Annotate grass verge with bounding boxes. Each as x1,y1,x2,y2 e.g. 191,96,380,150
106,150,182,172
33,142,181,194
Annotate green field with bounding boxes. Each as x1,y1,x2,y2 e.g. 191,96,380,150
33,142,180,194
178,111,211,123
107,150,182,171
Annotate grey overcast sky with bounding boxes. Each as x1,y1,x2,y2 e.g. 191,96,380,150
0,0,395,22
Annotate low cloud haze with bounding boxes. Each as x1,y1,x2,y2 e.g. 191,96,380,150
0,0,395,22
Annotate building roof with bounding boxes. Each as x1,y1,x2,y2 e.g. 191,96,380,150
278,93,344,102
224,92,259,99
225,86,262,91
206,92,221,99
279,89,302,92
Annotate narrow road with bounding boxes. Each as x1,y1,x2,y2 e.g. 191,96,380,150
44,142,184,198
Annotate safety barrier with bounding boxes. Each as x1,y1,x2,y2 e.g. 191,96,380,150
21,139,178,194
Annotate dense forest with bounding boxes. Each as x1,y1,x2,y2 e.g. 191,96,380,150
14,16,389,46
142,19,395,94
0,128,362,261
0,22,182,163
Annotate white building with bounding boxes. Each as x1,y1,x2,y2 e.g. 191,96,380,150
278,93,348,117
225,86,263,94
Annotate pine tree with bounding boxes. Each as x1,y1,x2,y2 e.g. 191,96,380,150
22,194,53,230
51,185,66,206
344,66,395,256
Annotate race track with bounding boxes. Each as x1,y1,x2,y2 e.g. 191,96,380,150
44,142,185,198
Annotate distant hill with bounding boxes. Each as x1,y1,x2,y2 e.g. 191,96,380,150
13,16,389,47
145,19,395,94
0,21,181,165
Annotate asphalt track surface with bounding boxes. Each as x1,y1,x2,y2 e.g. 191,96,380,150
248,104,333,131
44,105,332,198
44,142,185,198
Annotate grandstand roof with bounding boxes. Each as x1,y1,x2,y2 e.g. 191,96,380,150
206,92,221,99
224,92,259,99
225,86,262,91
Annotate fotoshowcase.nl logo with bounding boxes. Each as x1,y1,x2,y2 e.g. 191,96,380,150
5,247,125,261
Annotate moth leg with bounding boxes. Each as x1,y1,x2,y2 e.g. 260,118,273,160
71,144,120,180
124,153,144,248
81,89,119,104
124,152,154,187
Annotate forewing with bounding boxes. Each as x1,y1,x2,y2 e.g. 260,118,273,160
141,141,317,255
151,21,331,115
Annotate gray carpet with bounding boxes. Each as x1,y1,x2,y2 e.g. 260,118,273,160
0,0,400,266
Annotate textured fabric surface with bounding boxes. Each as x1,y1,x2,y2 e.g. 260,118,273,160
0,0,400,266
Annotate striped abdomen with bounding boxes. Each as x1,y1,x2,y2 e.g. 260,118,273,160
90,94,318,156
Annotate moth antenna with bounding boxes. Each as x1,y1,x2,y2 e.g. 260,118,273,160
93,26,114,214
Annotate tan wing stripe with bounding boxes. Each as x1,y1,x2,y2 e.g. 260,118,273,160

> _Work required_
Lay out every line of the entries above as a numbered list, omitting any blank lines.

> _Final result_
1. Annotate grass verge with bounding boxes. Each as x1,y1,x2,y2 e.g. 191,96,380,150
2. 106,150,182,172
3. 33,142,181,194
4. Annotate green field with bounding boxes. Each as x1,y1,x2,y2 e.g. 191,96,380,150
5. 33,142,180,194
6. 178,111,211,123
7. 107,150,182,171
8. Annotate grey overcast sky with bounding boxes. Each as x1,y1,x2,y2 e.g. 191,96,380,150
9. 0,0,395,22
10. Annotate low cloud haze with bounding boxes. Each as x1,y1,x2,y2 e.g. 191,96,380,150
11. 0,0,395,22
12. Annotate building roof with bounding boxes. Each as x1,y1,x2,y2 e.g. 191,96,380,150
13. 278,93,344,102
14. 224,92,259,99
15. 225,86,262,91
16. 206,92,221,99
17. 279,89,302,92
18. Annotate narrow road with bounding boxes. Each as x1,y1,x2,y2 e.g. 191,96,380,150
19. 44,142,184,198
20. Annotate safety barrier with bounding boxes. Each as x1,y1,x2,y2 e.g. 191,96,380,150
21. 21,139,178,194
22. Annotate dense forest with bounding boxes. Each as x1,y1,x2,y2 e.g. 191,96,380,150
23. 14,16,389,46
24. 142,19,395,94
25. 0,128,362,261
26. 0,22,182,163
27. Annotate white building with bounding boxes. Each as x1,y1,x2,y2 e.g. 191,96,380,150
28. 278,93,348,117
29. 225,86,263,94
30. Annotate pine tree with bounding boxes. Each as x1,y1,x2,y2 e.g. 191,96,380,150
31. 22,194,53,230
32. 51,185,66,206
33. 344,66,395,256
34. Annotate race track with bounding boxes. Each as x1,y1,x2,y2 e.g. 191,96,380,150
35. 44,142,185,198
36. Annotate distant hill with bounding boxes. Each as x1,y1,x2,y2 e.g. 191,96,380,150
37. 13,16,389,47
38. 145,19,395,94
39. 0,21,181,165
40. Annotate asphalt track surface with bounding boxes. Each as x1,y1,x2,y2 e.g. 191,96,380,150
41. 248,104,333,131
42. 44,105,332,198
43. 44,142,185,198
44. Annotate grandstand roof with bounding boxes. Each as x1,y1,x2,y2 e.g. 191,96,380,150
45. 206,92,221,99
46. 224,92,259,99
47. 225,86,262,91
48. Annotate fotoshowcase.nl logo with bounding boxes. Each as x1,y1,x2,y2 e.g. 191,96,380,150
49. 5,247,125,261
50. Annotate moth leg with bounding boxes. Each as x1,y1,x2,y2 e.g. 260,118,273,160
51. 71,144,120,180
52. 124,153,144,248
53. 81,89,119,104
54. 124,152,154,187
55. Annotate forewing with bounding boxes. Each as x1,y1,x2,y2 e.g. 260,118,273,160
56. 141,141,317,255
57. 151,21,331,115
58. Annotate gray carpet with bounding boxes. Each as x1,y1,x2,y2 e.g. 260,118,273,160
59. 0,0,400,266
60. Annotate textured fabric surface with bounding boxes. Each as x1,y1,x2,y2 e.g. 260,118,273,160
61. 0,0,400,266
62. Annotate striped abdomen with bounding boxes. Each as x1,y1,x2,y2 e.g. 260,118,273,160
63. 90,94,318,156
64. Annotate moth antenna with bounding boxes. Each as x1,y1,x2,y2 e.g. 260,118,273,160
65. 93,26,114,214
66. Annotate tan wing stripe with bounding boxes. Each as x1,y1,x2,y2 e.g. 260,118,273,160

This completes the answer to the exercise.